<<<<

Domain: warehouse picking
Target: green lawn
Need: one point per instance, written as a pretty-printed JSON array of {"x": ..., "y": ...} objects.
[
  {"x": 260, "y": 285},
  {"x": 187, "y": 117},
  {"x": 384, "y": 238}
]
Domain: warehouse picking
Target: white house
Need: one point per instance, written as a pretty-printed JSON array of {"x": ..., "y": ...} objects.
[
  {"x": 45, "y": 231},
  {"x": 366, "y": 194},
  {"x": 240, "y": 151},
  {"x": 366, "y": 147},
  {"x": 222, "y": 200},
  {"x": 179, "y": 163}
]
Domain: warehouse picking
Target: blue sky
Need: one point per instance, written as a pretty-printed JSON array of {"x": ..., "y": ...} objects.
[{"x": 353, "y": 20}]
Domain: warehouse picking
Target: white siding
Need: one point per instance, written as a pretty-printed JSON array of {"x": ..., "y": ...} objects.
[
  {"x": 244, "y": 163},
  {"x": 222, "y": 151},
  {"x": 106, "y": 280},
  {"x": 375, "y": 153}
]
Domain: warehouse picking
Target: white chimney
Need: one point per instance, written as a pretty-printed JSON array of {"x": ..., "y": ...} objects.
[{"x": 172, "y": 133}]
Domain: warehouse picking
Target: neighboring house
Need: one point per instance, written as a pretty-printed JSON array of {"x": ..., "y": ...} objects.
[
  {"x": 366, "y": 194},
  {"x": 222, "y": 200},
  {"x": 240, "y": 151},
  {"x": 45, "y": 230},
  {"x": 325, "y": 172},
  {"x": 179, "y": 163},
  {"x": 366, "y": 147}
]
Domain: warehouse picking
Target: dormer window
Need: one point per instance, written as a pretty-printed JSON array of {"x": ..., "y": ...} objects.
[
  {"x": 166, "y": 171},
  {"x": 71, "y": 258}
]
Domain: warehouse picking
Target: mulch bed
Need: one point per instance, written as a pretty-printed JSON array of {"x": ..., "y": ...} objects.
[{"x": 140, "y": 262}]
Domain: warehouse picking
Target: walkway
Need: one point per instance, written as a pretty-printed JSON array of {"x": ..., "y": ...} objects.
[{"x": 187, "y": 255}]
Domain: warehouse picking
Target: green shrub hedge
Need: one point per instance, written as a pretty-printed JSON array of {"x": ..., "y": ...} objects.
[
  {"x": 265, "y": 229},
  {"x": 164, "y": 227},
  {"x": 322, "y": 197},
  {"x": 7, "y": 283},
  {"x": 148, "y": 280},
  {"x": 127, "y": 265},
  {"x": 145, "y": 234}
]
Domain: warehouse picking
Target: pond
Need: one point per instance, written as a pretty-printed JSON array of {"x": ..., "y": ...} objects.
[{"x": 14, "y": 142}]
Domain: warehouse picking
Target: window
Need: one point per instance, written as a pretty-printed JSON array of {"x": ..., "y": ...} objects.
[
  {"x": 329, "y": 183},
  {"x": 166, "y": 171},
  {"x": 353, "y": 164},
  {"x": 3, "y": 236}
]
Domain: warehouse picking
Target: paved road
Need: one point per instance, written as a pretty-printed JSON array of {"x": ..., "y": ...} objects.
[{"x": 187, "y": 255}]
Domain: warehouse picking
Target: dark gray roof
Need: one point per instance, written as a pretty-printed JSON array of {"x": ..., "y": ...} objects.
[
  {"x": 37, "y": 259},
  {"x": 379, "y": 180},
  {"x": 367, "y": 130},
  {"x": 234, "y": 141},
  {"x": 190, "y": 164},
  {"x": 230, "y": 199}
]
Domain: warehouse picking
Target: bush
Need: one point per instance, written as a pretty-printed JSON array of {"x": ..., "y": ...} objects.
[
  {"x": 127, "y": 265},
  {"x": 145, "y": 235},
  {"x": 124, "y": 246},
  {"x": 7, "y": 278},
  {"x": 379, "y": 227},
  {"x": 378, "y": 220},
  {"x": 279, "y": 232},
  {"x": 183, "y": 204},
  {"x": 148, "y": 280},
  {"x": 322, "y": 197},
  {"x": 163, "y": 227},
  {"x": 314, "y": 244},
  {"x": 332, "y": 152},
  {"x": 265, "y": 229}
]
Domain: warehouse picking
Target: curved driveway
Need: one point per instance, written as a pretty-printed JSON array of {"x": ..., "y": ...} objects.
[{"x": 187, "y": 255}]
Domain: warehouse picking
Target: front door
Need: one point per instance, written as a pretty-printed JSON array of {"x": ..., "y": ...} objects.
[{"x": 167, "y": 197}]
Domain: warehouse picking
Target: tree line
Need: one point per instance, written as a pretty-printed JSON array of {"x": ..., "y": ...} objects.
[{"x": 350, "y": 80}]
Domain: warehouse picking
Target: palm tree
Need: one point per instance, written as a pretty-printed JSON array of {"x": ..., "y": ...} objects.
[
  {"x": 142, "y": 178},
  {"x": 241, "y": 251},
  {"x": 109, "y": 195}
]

>>>>

PROBLEM -
Type out all of the material again, word for word.

WRITTEN RESPONSE -
Domain: warehouse picking
Target: green lawn
Need: one point per instance, written as a pretty-printed JSON array of {"x": ..., "y": ...} objects.
[
  {"x": 260, "y": 285},
  {"x": 187, "y": 117},
  {"x": 384, "y": 238}
]
Domain: warehouse picking
Target: white house
Need: one point per instance, written as a pretty-printed JSON array of {"x": ..., "y": ...} objects.
[
  {"x": 45, "y": 231},
  {"x": 366, "y": 194},
  {"x": 240, "y": 151},
  {"x": 366, "y": 147},
  {"x": 222, "y": 200},
  {"x": 179, "y": 163}
]
Domain: warehouse picking
Target: blue sky
Need: one point per instance, written as a pretty-printed JSON array of {"x": ..., "y": ...} objects.
[{"x": 353, "y": 20}]
Domain: warehouse picking
Target: white siding
Need: one point per instance, written as a pretty-printed JSON array of {"x": ..., "y": ...} objects.
[
  {"x": 244, "y": 163},
  {"x": 222, "y": 151},
  {"x": 106, "y": 280},
  {"x": 375, "y": 153}
]
Domain: warehouse picking
Target: white chimney
Need: one point per instance, written as a pretty-printed JSON array of {"x": ..., "y": ...} objects.
[{"x": 172, "y": 133}]
Domain: warehouse picking
Target: neighboring house
Need: one point per instance, written as a pretty-printed JSON array of {"x": ..., "y": ...} objects.
[
  {"x": 366, "y": 194},
  {"x": 222, "y": 200},
  {"x": 240, "y": 151},
  {"x": 45, "y": 230},
  {"x": 325, "y": 172},
  {"x": 179, "y": 163},
  {"x": 366, "y": 147}
]
Domain: warehouse picking
Target: dormer window
Need: one point per instance, written as a pretty-printed JSON array of {"x": ..., "y": ...} objects.
[
  {"x": 166, "y": 171},
  {"x": 71, "y": 258}
]
Domain: warehouse picking
Target: mulch bed
Need: one point per instance, written as a pretty-printed JSON array of {"x": ..., "y": ...} objects.
[{"x": 140, "y": 262}]
Domain: warehouse picking
Target: walkway
Need: one point per instance, written as a pretty-printed JSON array of {"x": ..., "y": ...} objects.
[{"x": 187, "y": 255}]
Domain: warehouse picking
Target: green shrub hedge
Need: one point per instance, written as a pretty-printed JSON array of {"x": ..., "y": ...} objects.
[
  {"x": 265, "y": 229},
  {"x": 164, "y": 227},
  {"x": 322, "y": 197},
  {"x": 7, "y": 283},
  {"x": 148, "y": 280},
  {"x": 127, "y": 265},
  {"x": 145, "y": 234}
]
Domain: warehouse picking
Target: pond
Need: one point per instance, written as a pretty-printed JSON array of {"x": ..., "y": ...} objects.
[{"x": 14, "y": 142}]
Domain: warehouse picking
Target: window
Need: one point per instance, written as a pretty-printed JSON array of {"x": ..., "y": ...} objects.
[
  {"x": 329, "y": 183},
  {"x": 166, "y": 171},
  {"x": 353, "y": 164},
  {"x": 3, "y": 236}
]
Domain: warehouse picking
Target: paved road
Need: one point per instance, written as a pretty-printed JSON array of {"x": ..., "y": ...} objects.
[{"x": 187, "y": 255}]
Domain: warehouse picking
Target: dark gray roof
Need: one point per instance, written as a pretty-printed JSON array of {"x": ..., "y": ...} objects.
[
  {"x": 37, "y": 259},
  {"x": 379, "y": 180},
  {"x": 367, "y": 130},
  {"x": 234, "y": 141},
  {"x": 190, "y": 164},
  {"x": 230, "y": 199}
]
Domain: warehouse picking
Target: bush
Need: one point per instance, written as a pretty-printed JSON array of {"x": ..., "y": ...} objects.
[
  {"x": 127, "y": 265},
  {"x": 145, "y": 235},
  {"x": 124, "y": 246},
  {"x": 7, "y": 278},
  {"x": 379, "y": 227},
  {"x": 378, "y": 220},
  {"x": 279, "y": 232},
  {"x": 183, "y": 204},
  {"x": 148, "y": 280},
  {"x": 322, "y": 197},
  {"x": 163, "y": 227},
  {"x": 314, "y": 244},
  {"x": 332, "y": 152},
  {"x": 265, "y": 229}
]
Domain: warehouse picking
Target: curved driveway
Need: one point per instance, written as a pretty-printed JSON array of {"x": ..., "y": ...} objects.
[{"x": 187, "y": 255}]
Domain: warehouse picking
Target: front door
Need: one point per instance, written as a pretty-printed JSON array of {"x": ..., "y": ...} objects.
[{"x": 167, "y": 197}]
Domain: warehouse picking
Target: tree line
Need: one point per instance, written as a pretty-printed JSON array of {"x": ..., "y": ...} objects.
[{"x": 350, "y": 80}]
Domain: warehouse picking
Target: palm tree
Need: one point per instance, written as a pretty-printed JSON array of {"x": ..., "y": ...} objects.
[
  {"x": 142, "y": 178},
  {"x": 241, "y": 251},
  {"x": 109, "y": 195}
]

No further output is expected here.